[[ Dataset extract open ]]
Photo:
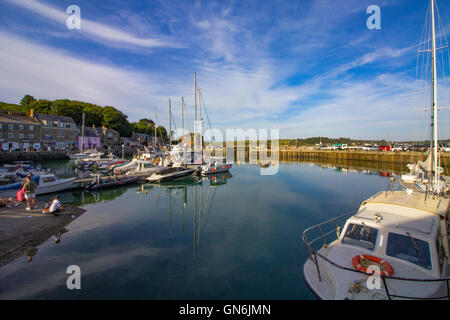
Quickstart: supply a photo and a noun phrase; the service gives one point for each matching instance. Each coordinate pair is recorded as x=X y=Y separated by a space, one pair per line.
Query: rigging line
x=204 y=108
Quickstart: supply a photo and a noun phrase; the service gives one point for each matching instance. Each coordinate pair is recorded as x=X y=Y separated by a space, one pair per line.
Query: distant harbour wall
x=37 y=156
x=348 y=155
x=356 y=155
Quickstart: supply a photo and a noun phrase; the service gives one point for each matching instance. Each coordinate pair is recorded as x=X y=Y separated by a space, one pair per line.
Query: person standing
x=30 y=193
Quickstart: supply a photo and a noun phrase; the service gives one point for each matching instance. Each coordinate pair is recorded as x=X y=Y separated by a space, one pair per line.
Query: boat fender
x=356 y=261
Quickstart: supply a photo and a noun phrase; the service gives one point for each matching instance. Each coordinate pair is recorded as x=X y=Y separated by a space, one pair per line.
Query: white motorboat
x=168 y=174
x=404 y=233
x=145 y=168
x=47 y=183
x=215 y=167
x=397 y=244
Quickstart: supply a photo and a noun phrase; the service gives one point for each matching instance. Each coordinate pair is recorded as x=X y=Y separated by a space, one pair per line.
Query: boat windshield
x=405 y=247
x=360 y=235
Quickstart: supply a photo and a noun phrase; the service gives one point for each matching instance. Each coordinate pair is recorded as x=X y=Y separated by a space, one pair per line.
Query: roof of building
x=105 y=130
x=415 y=200
x=17 y=118
x=50 y=117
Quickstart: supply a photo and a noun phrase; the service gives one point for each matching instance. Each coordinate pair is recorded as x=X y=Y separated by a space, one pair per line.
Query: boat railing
x=322 y=234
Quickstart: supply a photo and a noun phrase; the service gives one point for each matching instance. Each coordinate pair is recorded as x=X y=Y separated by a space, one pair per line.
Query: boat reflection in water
x=203 y=189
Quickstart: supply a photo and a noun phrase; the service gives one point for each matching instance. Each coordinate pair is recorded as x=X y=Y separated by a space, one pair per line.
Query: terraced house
[[ Dataset extract closed ]]
__What the exercise asks__
Nothing but an exact copy of the data above, minus its pictures, should appear in the response.

__Reply__
Photo:
Quickstart: supply a photo and a noun phrase; the service gives one point for each matching instance. Each coordinate pair is recorded as x=X y=Y separated by a space, one pair per line.
Query: rigging line
x=204 y=108
Quickstart: supply a photo and a noun phrase; the service gives one point for each matching instance. Each coordinate pair is recorded as x=X y=Y separated by a space, one pair per line.
Query: distant harbour wall
x=37 y=156
x=348 y=155
x=356 y=155
Quickstart: supply a photo and a noun phrase; the service gives one point for each matching instance. Each coordinate pair is recorded as x=X y=Y separated by a space, one pair per line.
Query: person standing
x=30 y=193
Quickstart: supply a photo and a noun phrase; the service gives one point for each matching instance. Each coordinate pair is recorded as x=X y=Y separated by a space, one pair per line.
Query: boat fender
x=356 y=261
Quickstart: supply a photo and a noun phrase; the service gives one point for each matching instance. Each coordinate pair is recorded as x=X y=Y separated by a space, one pair per line.
Query: white motorboat
x=168 y=174
x=404 y=233
x=145 y=168
x=47 y=183
x=215 y=167
x=397 y=244
Quickstart: supply a photo and a noun phrase; the service gives one point for each matching instance. Each coordinate pair is recorded as x=X y=Y separated by a space, one pair per line.
Query: boat windshield
x=405 y=247
x=360 y=235
Quickstart: supply a photo and a noun phrase; the service gives one point for each matching instance. Each coordinate pair is recorded as x=X y=Y separated by a space, one pair per line.
Query: roof of building
x=105 y=130
x=415 y=200
x=17 y=118
x=50 y=117
Quickstart: supply a photo and a noun phrase; the service gives one point for each matching instance. Each coordinate pair is recorded as x=X y=Y separated by a space, one pair per line.
Query: boat railing
x=322 y=234
Quickstart: supply a photo and a noun phrase; the service gives one point for each matching instance. Each coordinate pair is recorded as x=X y=Y separated by a space, one pair per line.
Query: boat reflection in water
x=203 y=189
Quickstart: supply a photo and a noun phrase; the service gives one point for each matching instance. Each coordinate pair is recorded as x=X y=Y separated by a space, one pair per line.
Query: terraced house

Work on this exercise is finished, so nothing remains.